==== Extrait du texte

C MAISON CAVALIERS LUBERON JP BAREA.jpg

LA MAISON DES CAVALIERS, AU DÉBOUCHÉ DU VALLON DU MÊME NOM

(PHOTO J.-P. BARÉA, POUR L'AMITIÉ HENRI BOSCO)

Pourtant cette année-là, dès son arrivée dans la carriole de Firmin, il sent quelque chose de changé. Quelque chose dans l’attitude de Firmin ? Dans le comportement de la Titoune, brave femme qui approvisionne « Monsieur René » ? Pourquoi Firmin s’attarde-t-il après l’arrivée, lui qui disparaît d’habitude sans demander son reste ? On dirait qu’il veut empêcher par sa présence la Titoune de dire des choses importantes à « Monsieur René ».

 

Et puis surtout, le premier soir, quand les deux se sont retirés et que « Monsieur René » se retrouve seul, il est soudain pris de panique, à cause d’une « présence » menaçante qui s’est introduite dans la maison, un être sans visage et sans forme dont il discerne vaguement le contour dans l’obscurité. Heureusement, cette menace, il sent bientôt qu’elle a disparu.

========
==== Enregistrements fournis

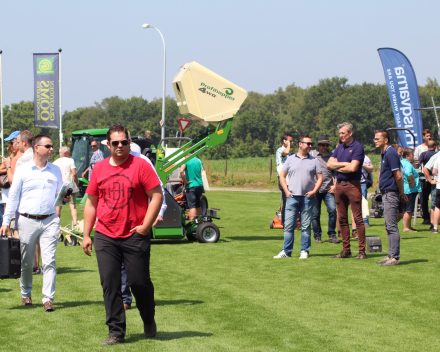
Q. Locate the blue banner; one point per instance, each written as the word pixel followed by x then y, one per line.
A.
pixel 46 91
pixel 404 95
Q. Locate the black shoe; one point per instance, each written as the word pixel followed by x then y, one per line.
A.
pixel 112 340
pixel 361 255
pixel 333 239
pixel 150 330
pixel 342 255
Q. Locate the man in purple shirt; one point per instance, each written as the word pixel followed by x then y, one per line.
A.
pixel 347 160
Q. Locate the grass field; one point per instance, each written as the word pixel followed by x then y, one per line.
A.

========

Tâches demandées
A – Recopiez à l'identique la partie des enregistrements qui commence à la ligne contenant « Q. Locate the grass » et va jusqu'à la fin des enregistrements, ces deux limites comprises.
B – Poursuivez l'extrait sur le séjour de « Monsieur René » à la maison des Cavaliers, à partir de sa dernière phrase.

Réponses ci-dessous
A –
Q. Locate the grass field; one point per instance, each written as the word pixel followed by x then y, one per line.
A.

B –
 

Chose curieuse, au même moment, la Titoune, sur le chemin du retour (qu’elle connaît comme sa poche) a tellement la frayeur de sa vie qu’elle en tombe sur le derrière, qu’il faudra que le Titou s’inquiète et aille la chercher, et que dorénavant, pour rien au monde, on ne la ferait revenir aux Ramades. Il faudra que Firmin demande à sa nièce Marie-Claire, jeune fille de seize ans, de s’occuper du ménage et de la cuisine de « Monsieur René ».

 

Ce qui se passe dans la tête de Marie-Claire n’est jamais expliqué, seulement montré et raconté, et encore, pas en entier. Le personnage tient un peu du caractère de Tante Martine : un cœur aimant et généreux, mais un refus farouche de le laisser paraître, qui donne aux réactions et gestes le rugueux nécessaire à la dissimulation de la tendresse. Ici, le carnet des comptes : quand un sentiment se met à affleurer, elle réclame la somme que son patron lui doit pour l’achat de quelques légumes. Passez muscade.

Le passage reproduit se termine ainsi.